Is the DFA security status important? It certainly is. The Department of Foreign Affairs has four travel advice categories: “Normal Precautions”, “High degree of caution”, “Avoid non-essential travel” and “Do not travel”. Since March, the world outside Ireland has been categorised as “Avoid non-essential travel”, so for the 15 countries it is a big shift and – all things being equal – should mean that people who travel to those countries will still have the protection offered to them by travel insurance.

What do you mean by that? Well, one of the big fears in recent weeks has been around the level of insurance cover travellers to green list countries would have. As it stands, anyone who travels to a country contrary to official advice invalidates whatever travel insurance they have, but the advice for these countries has now changed…or at least it sort of has.

At the start of this week, Insurance Ireland warned that being on a green list “does not equate to a relaxation of the non-essential travel policy” but the downgrading of the official advice does seem to equate to a relaxation of that official policy – but if you are planning a trip to Greenland this weekend you’d be as well to contact your travel insurance provider to check.

Problems to solve:
**1.** Reproduce the portion of the travel insurance passage starting at "Is the DFA security" and ending at "sort of has.", with no changes to its wording.
**2.** Extend the passage on foreign travel advice and travel insurance, picking up after its final sentence.

Supplied data:

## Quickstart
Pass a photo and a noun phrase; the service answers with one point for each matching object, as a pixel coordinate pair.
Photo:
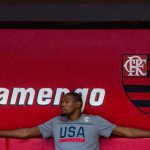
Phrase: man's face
(68, 105)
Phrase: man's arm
(130, 132)
(21, 133)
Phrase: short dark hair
(77, 97)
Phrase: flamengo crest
(136, 80)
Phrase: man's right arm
(23, 133)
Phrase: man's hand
(130, 132)
(21, 133)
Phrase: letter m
(22, 96)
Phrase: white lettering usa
(46, 96)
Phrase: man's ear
(78, 104)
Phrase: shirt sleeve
(104, 127)
(46, 128)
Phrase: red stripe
(139, 96)
(62, 140)
(145, 109)
(136, 81)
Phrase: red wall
(72, 59)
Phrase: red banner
(110, 68)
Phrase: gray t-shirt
(82, 134)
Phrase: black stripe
(74, 25)
(148, 58)
(141, 103)
(137, 88)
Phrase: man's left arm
(130, 132)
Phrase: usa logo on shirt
(136, 80)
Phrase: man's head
(71, 103)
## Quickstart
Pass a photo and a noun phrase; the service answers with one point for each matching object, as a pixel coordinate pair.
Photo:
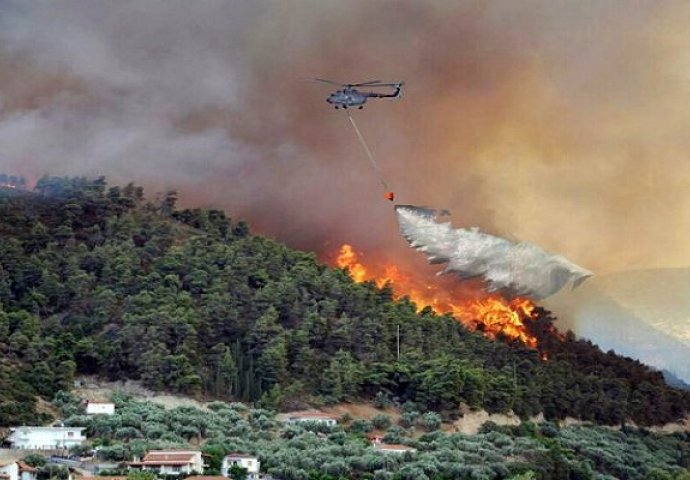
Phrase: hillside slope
(96, 280)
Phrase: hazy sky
(564, 123)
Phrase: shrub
(382, 422)
(430, 421)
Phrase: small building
(9, 471)
(46, 438)
(248, 462)
(393, 448)
(100, 408)
(313, 416)
(171, 462)
(26, 472)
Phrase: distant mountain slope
(644, 314)
(97, 280)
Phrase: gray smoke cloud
(515, 268)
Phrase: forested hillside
(98, 280)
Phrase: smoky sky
(555, 122)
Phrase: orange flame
(493, 315)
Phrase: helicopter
(349, 96)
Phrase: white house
(26, 472)
(171, 462)
(9, 471)
(248, 462)
(46, 438)
(100, 408)
(312, 416)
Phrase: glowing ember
(493, 315)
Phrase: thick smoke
(514, 268)
(543, 119)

Answers to the tasks:
**1.**
Is the DFA security status important? It certainly is. The Department of Foreign Affairs has four travel advice categories: “Normal Precautions”, “High degree of caution”, “Avoid non-essential travel” and “Do not travel”. Since March, the world outside Ireland has been categorised as “Avoid non-essential travel”, so for the 15 countries it is a big shift and – all things being equal – should mean that people who travel to those countries will still have the protection offered to them by travel insurance.

What do you mean by that? Well, one of the big fears in recent weeks has been around the level of insurance cover travellers to green list countries would have. As it stands, anyone who travels to a country contrary to official advice invalidates whatever travel insurance they have, but the advice for these countries has now changed…or at least it sort of has.

**2.**
Right, so we have a list that says here are some countries you can go to but don’t go to them. Yes. It’s a Schrödinger’s List of places you can simltaneously travel to and not travel to.

No sign of Spain on the list? No, but that was not a surprise. The most popular country for Irish holiday makers did not make it over the line as a result of concerns about a rise in the rate of infections there. France, Portugal, the UK and the US, which are all pretty popular for Irish travellers, did not make it either.

Anything else? Yes, the new advice makes it clear that that all passengers, no matter what country they are flying in from will still have to fill out a Passenger Locator Form to allow for contact tracing after their arrival. Plus tighter controls are to be implemented on passengers travelling between countries not on the “green list” – with random testing for Covid-19. At present, arrivals in Ireland only have to fill in a passenger locator form and agree to self-isolate for a fortnight. And is the green list now set in stone? No. It will reviewed every fortnight, so there is a possibility that a person might travel to a green list country one weekend only to find it off the green list before they return home. When The Irish Times has asked Government sources where this would leave travellers, the answer was not entirely clear. How has the list been received? Not entirely well by political opposition. The Sinn Féin transport spokesman Darren O’Rourke said it sent out sent out contradictory and confusing messages, while Róisín Shortall, co-leader of the Social Democrats, described it as “meaningless” as the advice from the National Public Health Emergency Team was that no non-essential travel should be undertaken.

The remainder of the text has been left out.